[Point labeling dataset entries]
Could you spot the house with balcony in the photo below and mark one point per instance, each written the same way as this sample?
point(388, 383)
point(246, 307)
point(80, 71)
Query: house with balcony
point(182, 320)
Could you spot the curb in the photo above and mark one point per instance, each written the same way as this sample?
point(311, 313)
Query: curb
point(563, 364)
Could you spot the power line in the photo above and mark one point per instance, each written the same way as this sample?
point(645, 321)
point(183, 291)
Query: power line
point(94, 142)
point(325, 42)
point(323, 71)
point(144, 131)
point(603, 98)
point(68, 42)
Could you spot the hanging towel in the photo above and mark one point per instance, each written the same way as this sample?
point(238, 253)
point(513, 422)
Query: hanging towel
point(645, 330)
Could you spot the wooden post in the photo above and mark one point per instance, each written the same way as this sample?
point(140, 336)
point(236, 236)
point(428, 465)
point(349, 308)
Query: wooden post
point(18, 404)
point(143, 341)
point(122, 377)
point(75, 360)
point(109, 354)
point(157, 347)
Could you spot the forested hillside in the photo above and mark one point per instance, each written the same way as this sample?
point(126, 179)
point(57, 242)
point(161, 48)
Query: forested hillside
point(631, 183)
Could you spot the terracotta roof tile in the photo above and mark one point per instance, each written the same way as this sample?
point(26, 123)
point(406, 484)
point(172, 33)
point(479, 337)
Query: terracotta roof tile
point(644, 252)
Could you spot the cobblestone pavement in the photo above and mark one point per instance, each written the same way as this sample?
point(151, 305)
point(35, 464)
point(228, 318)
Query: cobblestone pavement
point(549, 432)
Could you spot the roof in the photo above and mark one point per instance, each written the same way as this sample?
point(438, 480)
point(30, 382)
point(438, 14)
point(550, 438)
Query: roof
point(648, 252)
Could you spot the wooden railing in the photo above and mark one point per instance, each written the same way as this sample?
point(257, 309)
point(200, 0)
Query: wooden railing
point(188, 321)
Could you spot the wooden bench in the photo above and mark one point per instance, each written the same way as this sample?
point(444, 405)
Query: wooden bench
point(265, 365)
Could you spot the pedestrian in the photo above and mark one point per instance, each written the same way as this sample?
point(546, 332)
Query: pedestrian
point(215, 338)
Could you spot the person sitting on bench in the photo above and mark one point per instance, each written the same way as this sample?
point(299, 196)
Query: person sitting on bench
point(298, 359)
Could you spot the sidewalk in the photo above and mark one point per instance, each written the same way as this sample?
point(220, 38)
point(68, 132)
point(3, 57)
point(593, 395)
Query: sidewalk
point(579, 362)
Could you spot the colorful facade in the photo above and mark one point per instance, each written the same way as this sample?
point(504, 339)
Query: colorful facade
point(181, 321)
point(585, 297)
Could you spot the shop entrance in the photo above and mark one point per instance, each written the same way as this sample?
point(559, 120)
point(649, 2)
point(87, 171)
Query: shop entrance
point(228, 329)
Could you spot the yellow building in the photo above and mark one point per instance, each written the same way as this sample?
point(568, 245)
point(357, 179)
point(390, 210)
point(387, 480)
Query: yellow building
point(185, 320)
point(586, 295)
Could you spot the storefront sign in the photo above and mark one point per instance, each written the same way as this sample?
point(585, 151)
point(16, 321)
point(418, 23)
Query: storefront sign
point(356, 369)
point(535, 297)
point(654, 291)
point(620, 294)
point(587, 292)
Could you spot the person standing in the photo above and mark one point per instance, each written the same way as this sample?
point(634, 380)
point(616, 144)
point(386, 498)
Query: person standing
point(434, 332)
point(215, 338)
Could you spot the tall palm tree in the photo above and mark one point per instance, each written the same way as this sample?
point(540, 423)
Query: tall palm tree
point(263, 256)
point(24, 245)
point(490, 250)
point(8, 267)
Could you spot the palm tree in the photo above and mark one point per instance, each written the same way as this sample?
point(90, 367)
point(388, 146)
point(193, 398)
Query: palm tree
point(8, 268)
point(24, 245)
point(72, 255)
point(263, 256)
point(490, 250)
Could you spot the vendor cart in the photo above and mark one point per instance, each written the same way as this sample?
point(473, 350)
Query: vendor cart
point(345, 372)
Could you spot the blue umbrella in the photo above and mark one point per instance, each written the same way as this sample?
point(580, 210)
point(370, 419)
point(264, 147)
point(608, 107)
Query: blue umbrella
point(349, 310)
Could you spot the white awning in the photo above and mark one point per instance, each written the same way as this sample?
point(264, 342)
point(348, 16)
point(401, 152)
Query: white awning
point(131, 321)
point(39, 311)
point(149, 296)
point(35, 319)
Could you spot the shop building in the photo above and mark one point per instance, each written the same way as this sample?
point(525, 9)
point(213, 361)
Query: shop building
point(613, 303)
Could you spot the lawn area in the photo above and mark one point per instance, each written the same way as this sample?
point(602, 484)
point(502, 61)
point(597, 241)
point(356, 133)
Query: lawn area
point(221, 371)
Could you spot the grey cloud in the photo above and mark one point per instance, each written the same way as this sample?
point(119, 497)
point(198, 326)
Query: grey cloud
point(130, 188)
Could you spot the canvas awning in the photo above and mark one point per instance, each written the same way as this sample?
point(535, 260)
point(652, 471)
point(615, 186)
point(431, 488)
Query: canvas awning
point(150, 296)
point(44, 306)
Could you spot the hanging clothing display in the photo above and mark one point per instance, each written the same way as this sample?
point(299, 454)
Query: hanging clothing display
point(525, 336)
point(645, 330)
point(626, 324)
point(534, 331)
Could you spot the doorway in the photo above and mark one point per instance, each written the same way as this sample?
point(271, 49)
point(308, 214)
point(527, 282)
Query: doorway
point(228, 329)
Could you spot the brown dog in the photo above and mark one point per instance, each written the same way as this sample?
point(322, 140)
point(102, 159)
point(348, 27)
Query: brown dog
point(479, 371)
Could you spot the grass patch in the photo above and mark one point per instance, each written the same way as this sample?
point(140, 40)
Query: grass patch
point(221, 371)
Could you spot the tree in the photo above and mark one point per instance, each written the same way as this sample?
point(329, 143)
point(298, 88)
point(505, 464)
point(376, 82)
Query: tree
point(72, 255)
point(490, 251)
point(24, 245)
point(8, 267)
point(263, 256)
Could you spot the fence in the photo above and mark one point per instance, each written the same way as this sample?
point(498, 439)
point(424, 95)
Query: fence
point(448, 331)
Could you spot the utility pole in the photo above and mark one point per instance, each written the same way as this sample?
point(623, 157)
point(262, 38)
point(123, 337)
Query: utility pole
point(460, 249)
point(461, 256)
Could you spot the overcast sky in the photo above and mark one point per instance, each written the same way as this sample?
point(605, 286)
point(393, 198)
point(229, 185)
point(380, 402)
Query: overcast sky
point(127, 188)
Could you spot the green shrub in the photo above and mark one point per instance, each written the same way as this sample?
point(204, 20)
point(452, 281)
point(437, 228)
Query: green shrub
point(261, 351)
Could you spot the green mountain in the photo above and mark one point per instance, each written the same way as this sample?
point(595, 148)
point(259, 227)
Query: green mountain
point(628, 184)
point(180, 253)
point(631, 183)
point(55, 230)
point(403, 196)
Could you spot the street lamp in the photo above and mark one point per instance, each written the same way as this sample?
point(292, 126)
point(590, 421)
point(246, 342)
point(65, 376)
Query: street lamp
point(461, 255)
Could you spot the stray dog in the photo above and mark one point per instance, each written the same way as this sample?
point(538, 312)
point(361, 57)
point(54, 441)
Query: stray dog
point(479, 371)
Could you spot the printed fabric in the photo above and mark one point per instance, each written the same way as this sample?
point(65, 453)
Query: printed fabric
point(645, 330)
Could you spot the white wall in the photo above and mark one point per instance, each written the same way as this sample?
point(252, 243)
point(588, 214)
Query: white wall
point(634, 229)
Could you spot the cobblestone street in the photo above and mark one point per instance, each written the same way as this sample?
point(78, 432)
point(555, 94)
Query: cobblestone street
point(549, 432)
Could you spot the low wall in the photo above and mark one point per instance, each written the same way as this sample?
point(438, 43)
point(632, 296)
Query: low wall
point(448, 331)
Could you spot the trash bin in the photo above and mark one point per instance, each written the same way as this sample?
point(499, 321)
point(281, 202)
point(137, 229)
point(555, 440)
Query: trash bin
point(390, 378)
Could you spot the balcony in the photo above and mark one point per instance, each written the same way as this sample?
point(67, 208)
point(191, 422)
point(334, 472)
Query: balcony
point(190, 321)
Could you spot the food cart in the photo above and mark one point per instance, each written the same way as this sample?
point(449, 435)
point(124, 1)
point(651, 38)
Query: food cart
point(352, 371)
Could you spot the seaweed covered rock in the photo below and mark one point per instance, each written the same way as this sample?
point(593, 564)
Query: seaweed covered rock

● INSTRUCTIONS FOR THE TASK: Duplicate the lines above word for word, starting at the line containing "Could you spot the terracotta" and ending at the line containing "point(648, 252)", both included.

● SOLUTION FOR THIS TASK:
Could you spot the terracotta roof tile in the photo above and mark one point per instance, each written the same way as this sample?
point(26, 123)
point(406, 484)
point(172, 33)
point(479, 337)
Query: terracotta roof tile
point(644, 252)
Could you spot the cobblestone pavement in the photo above and mark one point per instance, each written the same way as this sample?
point(151, 305)
point(35, 464)
point(228, 318)
Query: cobblestone pavement
point(549, 432)
Could you spot the roof in the photo above and mark one point per instance, each written the same way as this sample?
point(438, 480)
point(30, 382)
point(438, 14)
point(550, 438)
Query: roof
point(648, 252)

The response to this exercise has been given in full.